- [Requirement] After locating the line that holds "Can you find the chain-link", copy that line and all that follow it word for word through the end of the data, with no pictures.

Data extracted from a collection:
== Segment start ==

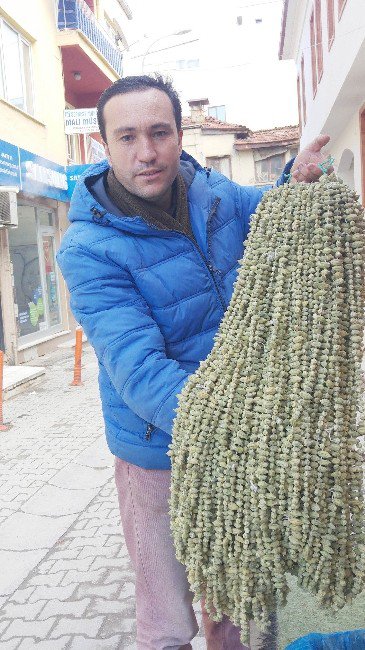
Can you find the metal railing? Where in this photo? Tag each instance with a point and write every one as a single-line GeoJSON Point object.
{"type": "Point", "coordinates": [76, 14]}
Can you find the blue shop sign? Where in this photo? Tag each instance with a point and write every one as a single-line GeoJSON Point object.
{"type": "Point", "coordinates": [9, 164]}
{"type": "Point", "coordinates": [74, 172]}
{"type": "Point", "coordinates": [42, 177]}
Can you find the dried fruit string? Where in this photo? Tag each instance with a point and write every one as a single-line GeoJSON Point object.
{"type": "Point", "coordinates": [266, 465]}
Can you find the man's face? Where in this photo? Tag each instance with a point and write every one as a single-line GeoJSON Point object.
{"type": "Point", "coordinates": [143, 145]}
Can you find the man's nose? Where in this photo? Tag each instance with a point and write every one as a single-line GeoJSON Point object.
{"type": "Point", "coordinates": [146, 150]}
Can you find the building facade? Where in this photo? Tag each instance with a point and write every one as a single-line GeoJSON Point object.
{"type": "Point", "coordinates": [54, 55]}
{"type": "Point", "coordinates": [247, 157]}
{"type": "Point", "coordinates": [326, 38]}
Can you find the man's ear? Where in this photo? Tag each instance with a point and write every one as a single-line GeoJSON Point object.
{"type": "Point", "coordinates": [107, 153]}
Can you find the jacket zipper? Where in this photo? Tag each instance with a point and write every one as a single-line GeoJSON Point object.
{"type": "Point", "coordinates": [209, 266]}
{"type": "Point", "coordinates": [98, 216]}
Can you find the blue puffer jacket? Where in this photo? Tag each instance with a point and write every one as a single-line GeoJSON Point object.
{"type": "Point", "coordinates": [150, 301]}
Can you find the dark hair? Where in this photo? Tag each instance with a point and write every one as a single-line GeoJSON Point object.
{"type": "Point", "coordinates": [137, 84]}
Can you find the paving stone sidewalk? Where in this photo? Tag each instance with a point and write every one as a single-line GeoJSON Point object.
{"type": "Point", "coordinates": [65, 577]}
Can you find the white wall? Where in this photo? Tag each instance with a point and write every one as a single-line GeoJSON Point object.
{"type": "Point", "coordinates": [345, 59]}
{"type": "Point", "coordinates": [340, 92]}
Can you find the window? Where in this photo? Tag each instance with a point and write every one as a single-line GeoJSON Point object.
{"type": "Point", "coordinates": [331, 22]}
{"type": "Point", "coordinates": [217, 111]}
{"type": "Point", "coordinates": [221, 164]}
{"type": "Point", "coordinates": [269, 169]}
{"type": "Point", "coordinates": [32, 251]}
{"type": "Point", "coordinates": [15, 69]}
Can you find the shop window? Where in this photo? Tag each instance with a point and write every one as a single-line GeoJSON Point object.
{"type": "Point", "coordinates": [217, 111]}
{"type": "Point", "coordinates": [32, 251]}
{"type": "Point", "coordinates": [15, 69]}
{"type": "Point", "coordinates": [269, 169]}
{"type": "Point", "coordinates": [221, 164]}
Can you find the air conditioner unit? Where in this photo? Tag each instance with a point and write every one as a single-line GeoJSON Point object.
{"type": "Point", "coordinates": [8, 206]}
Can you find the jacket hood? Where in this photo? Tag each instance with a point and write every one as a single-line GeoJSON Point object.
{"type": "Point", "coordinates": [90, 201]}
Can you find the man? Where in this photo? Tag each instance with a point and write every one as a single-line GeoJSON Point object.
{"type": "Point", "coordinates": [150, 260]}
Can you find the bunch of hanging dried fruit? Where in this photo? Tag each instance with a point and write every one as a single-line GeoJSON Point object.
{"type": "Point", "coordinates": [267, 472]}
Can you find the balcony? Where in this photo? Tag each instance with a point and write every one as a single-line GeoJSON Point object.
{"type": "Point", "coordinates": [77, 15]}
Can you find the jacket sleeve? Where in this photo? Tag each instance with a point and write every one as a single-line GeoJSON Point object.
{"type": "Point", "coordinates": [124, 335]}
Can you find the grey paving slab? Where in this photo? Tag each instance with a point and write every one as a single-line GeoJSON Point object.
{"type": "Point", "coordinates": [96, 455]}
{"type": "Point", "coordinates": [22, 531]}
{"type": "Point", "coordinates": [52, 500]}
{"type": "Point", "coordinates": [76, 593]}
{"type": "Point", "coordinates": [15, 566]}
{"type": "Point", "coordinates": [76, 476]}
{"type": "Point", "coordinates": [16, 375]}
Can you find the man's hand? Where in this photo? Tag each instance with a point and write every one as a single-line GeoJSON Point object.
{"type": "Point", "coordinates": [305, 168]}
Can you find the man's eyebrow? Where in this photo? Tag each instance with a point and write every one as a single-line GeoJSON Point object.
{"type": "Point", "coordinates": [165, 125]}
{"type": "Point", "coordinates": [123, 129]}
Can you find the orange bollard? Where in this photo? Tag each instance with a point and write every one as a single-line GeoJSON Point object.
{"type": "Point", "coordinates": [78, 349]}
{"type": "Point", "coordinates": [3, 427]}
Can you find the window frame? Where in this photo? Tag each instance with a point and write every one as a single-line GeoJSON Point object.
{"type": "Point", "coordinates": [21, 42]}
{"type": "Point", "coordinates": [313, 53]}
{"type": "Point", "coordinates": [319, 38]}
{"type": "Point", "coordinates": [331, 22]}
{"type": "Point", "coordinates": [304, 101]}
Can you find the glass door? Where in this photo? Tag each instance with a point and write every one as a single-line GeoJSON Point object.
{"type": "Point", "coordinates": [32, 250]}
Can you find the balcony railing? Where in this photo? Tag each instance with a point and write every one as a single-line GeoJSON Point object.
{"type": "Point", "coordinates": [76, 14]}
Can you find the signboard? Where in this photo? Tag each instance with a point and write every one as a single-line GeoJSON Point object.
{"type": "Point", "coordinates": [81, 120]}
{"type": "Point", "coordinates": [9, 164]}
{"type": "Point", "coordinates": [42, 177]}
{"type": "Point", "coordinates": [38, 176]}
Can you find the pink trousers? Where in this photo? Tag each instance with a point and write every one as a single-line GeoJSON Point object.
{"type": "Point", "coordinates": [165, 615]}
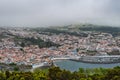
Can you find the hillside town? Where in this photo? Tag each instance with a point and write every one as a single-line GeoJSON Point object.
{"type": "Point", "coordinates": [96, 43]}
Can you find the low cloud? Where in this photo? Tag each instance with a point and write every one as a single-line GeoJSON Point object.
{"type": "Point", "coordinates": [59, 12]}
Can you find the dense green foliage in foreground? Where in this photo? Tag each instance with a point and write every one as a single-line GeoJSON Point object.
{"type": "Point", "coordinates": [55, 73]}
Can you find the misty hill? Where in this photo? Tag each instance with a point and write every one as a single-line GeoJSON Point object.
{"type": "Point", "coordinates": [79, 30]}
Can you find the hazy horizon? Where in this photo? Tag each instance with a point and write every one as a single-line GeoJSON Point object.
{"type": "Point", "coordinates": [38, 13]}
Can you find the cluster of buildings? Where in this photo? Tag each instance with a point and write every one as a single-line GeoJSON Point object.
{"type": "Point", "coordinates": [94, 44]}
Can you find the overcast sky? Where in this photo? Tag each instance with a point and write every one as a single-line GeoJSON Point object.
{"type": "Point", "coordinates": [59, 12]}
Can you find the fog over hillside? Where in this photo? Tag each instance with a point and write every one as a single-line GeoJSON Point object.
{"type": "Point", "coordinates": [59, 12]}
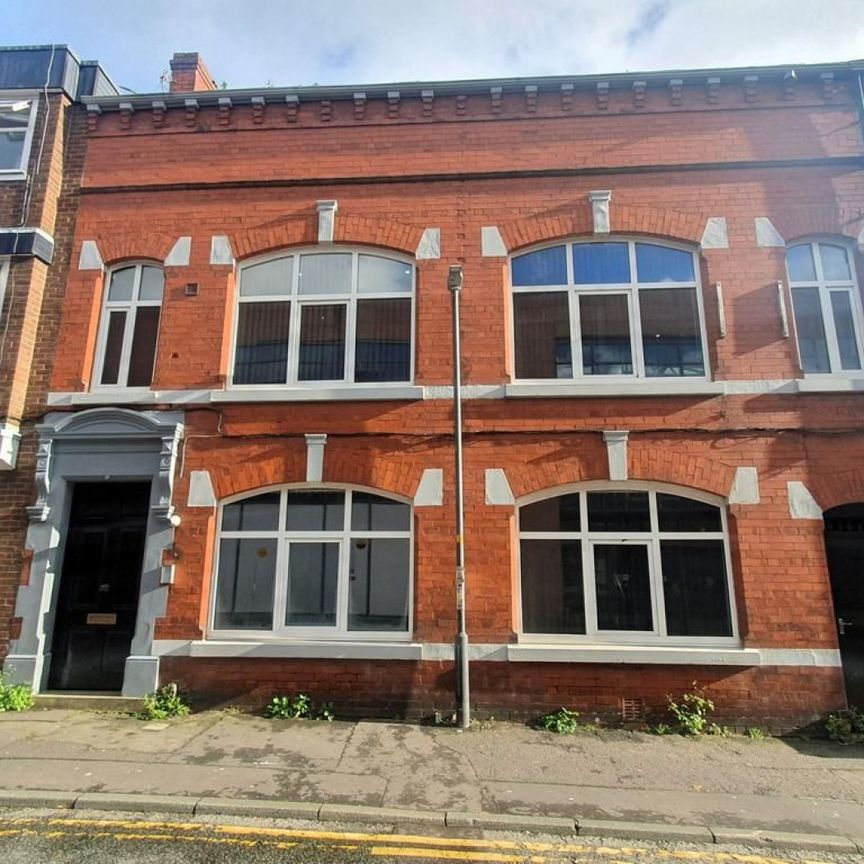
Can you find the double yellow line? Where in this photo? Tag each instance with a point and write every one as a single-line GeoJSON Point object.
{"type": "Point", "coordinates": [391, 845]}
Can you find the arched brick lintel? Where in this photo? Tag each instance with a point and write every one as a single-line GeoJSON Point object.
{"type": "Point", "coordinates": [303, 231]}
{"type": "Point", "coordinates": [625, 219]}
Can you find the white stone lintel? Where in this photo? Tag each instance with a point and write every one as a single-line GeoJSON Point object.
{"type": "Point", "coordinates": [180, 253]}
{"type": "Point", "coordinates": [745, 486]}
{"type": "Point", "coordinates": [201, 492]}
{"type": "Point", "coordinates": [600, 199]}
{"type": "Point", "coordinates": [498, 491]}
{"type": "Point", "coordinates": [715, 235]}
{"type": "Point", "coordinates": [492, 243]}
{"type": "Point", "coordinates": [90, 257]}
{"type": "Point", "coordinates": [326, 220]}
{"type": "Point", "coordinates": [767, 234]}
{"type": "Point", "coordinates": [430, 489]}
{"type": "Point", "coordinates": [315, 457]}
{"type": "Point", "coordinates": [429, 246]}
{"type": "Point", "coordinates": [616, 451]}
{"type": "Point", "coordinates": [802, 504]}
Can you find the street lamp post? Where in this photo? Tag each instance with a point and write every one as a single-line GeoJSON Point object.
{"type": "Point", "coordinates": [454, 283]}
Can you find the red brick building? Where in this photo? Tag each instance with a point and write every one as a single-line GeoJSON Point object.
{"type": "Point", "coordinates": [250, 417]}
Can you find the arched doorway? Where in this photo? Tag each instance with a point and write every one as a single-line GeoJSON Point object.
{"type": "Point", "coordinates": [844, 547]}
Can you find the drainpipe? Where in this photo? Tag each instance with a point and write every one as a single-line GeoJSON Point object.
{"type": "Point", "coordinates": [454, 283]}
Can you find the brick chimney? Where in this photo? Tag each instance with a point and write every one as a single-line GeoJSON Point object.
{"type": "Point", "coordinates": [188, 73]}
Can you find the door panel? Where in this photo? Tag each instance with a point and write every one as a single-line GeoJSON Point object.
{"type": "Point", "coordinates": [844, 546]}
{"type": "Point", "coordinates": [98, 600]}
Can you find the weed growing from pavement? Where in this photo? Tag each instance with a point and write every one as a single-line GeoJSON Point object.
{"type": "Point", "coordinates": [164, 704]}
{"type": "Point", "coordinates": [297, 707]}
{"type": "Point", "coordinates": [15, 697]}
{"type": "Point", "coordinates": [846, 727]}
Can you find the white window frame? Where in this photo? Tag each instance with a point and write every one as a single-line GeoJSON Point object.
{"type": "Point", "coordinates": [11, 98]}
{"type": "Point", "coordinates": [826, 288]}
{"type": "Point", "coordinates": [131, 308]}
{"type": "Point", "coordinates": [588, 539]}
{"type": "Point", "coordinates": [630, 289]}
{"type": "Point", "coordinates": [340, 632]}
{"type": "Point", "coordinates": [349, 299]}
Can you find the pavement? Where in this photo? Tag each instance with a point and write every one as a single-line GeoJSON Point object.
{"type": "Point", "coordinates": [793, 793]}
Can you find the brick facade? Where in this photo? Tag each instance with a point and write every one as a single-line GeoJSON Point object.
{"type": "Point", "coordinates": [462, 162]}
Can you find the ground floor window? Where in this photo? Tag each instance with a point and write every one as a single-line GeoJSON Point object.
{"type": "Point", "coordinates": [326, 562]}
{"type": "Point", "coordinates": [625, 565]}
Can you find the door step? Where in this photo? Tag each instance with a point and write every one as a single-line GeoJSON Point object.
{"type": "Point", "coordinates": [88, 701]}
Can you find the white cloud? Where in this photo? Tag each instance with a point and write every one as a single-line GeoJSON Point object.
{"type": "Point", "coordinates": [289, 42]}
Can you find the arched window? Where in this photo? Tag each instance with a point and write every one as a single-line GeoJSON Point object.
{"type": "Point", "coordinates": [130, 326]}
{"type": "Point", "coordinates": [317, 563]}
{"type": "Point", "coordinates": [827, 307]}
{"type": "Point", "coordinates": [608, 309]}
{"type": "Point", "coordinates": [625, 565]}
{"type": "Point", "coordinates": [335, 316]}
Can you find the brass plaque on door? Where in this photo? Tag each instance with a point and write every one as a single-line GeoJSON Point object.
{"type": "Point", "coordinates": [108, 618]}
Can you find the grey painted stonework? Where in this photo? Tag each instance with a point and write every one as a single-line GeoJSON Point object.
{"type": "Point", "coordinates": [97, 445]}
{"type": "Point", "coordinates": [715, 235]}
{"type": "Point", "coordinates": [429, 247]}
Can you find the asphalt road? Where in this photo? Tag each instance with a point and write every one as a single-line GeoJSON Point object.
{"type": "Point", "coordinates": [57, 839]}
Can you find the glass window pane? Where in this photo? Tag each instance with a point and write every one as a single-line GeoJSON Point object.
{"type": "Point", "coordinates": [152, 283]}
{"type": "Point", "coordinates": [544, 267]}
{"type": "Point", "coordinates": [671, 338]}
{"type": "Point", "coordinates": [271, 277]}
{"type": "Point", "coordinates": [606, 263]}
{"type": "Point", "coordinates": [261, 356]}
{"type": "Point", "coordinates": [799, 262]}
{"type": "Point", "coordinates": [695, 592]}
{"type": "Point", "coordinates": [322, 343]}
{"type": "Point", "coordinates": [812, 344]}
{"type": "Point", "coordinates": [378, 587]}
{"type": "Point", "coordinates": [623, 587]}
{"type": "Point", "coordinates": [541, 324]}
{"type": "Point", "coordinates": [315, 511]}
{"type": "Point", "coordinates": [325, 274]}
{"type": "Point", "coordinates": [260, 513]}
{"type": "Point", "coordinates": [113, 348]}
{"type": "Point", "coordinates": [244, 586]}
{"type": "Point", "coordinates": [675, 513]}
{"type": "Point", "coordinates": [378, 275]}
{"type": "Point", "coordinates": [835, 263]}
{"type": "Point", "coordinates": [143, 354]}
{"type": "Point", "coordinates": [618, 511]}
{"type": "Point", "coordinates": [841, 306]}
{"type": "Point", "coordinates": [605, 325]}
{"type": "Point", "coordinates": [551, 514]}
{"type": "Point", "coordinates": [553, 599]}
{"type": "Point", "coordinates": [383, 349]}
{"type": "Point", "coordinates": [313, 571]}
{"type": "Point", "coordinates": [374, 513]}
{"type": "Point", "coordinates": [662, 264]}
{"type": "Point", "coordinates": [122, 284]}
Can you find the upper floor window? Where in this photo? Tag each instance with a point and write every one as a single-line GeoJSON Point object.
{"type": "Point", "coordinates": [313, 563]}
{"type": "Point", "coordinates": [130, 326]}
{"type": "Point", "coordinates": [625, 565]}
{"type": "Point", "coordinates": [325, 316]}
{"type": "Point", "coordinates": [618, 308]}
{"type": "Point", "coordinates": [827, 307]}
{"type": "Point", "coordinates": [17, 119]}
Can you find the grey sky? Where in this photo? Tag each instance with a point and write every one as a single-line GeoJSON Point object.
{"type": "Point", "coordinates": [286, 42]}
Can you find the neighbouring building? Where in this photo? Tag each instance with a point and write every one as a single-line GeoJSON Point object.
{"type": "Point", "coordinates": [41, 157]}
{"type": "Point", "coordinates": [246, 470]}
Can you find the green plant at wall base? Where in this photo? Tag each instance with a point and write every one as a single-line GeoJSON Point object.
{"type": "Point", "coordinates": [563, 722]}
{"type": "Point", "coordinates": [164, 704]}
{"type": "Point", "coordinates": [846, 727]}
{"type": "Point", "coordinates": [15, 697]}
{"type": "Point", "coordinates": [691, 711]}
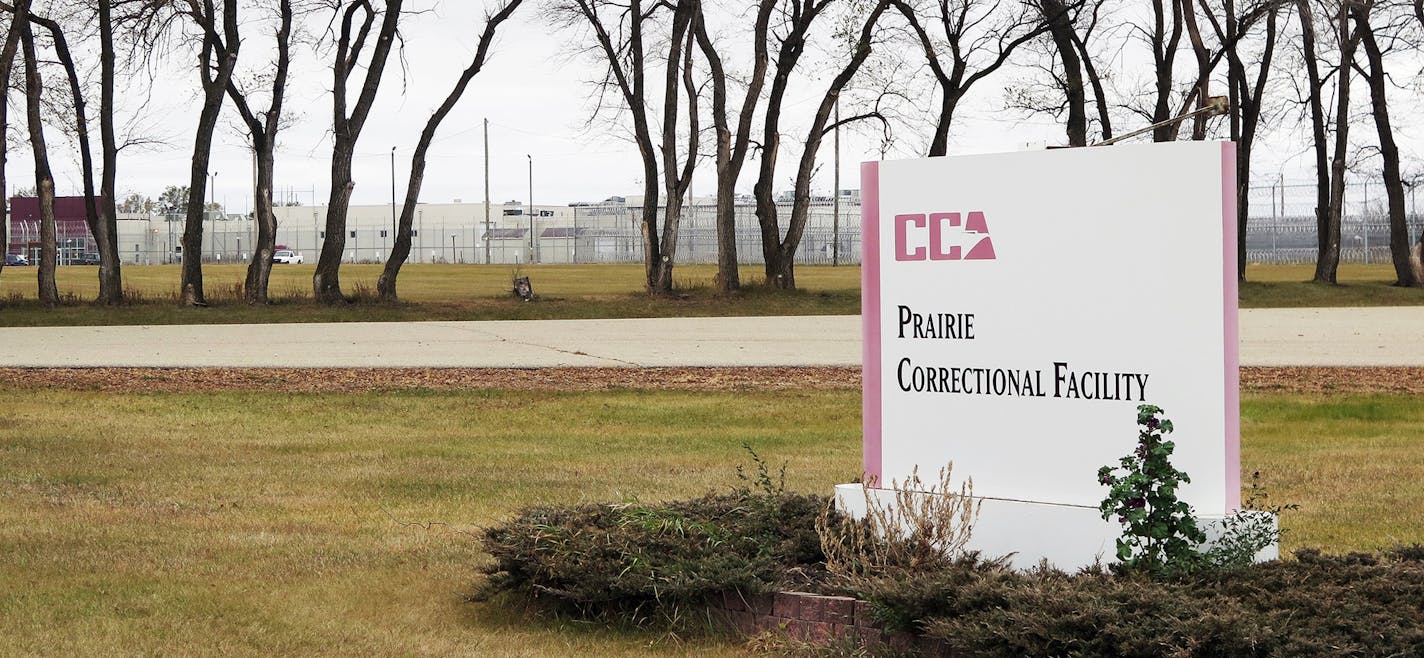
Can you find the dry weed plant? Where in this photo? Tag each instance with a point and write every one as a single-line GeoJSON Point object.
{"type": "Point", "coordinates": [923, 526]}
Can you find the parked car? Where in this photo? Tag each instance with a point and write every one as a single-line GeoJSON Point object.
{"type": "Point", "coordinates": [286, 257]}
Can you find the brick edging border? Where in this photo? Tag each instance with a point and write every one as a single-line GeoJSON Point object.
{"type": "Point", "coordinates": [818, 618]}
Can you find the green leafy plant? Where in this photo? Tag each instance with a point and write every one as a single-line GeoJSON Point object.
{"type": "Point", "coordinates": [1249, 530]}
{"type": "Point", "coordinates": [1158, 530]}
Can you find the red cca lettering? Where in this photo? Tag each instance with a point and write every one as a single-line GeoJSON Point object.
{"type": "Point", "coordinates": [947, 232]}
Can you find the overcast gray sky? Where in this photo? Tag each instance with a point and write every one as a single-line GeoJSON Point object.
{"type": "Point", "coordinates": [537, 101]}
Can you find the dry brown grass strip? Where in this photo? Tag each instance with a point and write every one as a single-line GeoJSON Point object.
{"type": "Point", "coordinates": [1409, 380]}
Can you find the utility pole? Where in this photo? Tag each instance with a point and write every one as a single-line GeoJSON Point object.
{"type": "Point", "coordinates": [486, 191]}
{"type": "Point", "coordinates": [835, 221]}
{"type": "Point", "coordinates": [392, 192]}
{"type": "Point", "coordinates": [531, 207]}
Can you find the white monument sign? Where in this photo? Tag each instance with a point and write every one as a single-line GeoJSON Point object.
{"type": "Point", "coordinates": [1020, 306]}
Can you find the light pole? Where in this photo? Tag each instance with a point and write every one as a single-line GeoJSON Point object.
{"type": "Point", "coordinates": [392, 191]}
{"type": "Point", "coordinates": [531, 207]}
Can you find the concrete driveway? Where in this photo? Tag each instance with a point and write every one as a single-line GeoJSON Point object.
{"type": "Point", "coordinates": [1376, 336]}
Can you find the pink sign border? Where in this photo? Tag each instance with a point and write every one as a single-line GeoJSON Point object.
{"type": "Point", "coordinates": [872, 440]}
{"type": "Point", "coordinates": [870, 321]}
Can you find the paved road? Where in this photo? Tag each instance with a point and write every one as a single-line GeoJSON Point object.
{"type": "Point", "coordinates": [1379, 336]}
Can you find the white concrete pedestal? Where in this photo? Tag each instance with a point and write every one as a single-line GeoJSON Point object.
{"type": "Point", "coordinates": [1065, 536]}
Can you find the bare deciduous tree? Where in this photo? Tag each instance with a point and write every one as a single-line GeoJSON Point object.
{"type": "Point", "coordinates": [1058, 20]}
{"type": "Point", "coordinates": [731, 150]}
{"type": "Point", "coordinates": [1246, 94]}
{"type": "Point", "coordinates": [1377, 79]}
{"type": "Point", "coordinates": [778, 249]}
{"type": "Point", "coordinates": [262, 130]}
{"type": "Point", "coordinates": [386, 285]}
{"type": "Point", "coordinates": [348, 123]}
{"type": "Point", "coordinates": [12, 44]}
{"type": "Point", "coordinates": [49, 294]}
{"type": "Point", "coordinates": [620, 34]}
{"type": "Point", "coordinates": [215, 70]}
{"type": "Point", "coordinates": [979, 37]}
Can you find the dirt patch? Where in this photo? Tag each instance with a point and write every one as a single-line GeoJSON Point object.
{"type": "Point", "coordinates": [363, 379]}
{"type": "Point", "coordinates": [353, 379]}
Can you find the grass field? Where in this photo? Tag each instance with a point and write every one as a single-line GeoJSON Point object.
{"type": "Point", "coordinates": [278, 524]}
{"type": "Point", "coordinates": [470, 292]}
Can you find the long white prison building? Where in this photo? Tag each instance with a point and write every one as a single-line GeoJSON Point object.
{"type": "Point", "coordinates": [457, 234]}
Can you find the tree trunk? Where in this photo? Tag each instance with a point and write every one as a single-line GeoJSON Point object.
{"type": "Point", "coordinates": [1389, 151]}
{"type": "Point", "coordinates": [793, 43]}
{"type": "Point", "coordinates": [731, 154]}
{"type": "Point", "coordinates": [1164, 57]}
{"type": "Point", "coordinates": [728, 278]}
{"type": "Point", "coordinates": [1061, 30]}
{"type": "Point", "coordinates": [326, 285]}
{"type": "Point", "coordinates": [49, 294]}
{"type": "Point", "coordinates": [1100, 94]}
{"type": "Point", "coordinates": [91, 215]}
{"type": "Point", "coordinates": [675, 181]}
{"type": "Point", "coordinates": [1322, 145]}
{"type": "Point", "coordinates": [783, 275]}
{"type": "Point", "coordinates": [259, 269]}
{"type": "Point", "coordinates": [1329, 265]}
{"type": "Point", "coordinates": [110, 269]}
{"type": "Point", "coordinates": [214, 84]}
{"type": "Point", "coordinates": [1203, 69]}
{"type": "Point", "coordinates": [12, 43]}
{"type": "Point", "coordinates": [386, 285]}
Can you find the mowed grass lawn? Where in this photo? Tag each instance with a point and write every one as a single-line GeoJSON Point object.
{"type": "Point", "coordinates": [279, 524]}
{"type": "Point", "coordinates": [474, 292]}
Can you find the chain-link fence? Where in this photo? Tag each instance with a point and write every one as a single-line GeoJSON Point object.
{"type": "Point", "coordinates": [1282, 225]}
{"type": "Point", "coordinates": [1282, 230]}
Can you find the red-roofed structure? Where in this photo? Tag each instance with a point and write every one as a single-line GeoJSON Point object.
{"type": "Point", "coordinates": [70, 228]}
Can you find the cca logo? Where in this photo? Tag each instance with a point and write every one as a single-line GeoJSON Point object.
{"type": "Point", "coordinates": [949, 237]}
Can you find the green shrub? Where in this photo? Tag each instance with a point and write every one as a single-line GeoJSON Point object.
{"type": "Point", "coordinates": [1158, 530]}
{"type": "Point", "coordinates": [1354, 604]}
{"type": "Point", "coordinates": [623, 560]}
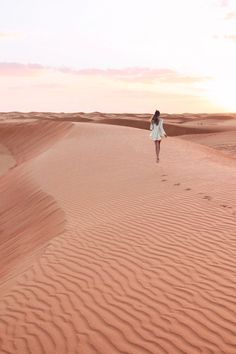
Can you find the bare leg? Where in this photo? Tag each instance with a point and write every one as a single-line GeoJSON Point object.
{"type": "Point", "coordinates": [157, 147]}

== Segment end ==

- [Result]
Can you find the chain-link fence? Where in this photo? Tag each instance with a point and write every one as a single-line GeoJSON Point object.
{"type": "Point", "coordinates": [1282, 225]}
{"type": "Point", "coordinates": [1282, 230]}
Can you find the red-roofed structure? Where in this photo? Tag each instance with a point and write every one as a single-line GeoJSON Point object.
{"type": "Point", "coordinates": [70, 228]}
Can you find the cca logo? Where in this photo? Tag each instance with a point and write every one as a single-line GeoJSON Point object.
{"type": "Point", "coordinates": [949, 237]}
Can you find the green shrub? Where in this photo? Tag each instance with a point and write every one as a single-line GeoJSON Point object.
{"type": "Point", "coordinates": [1158, 530]}
{"type": "Point", "coordinates": [1354, 604]}
{"type": "Point", "coordinates": [623, 560]}
Can you find the bare leg? Where in this photo? Tag each instance with a point and write every one as a single-line GeoJSON Point object.
{"type": "Point", "coordinates": [157, 147]}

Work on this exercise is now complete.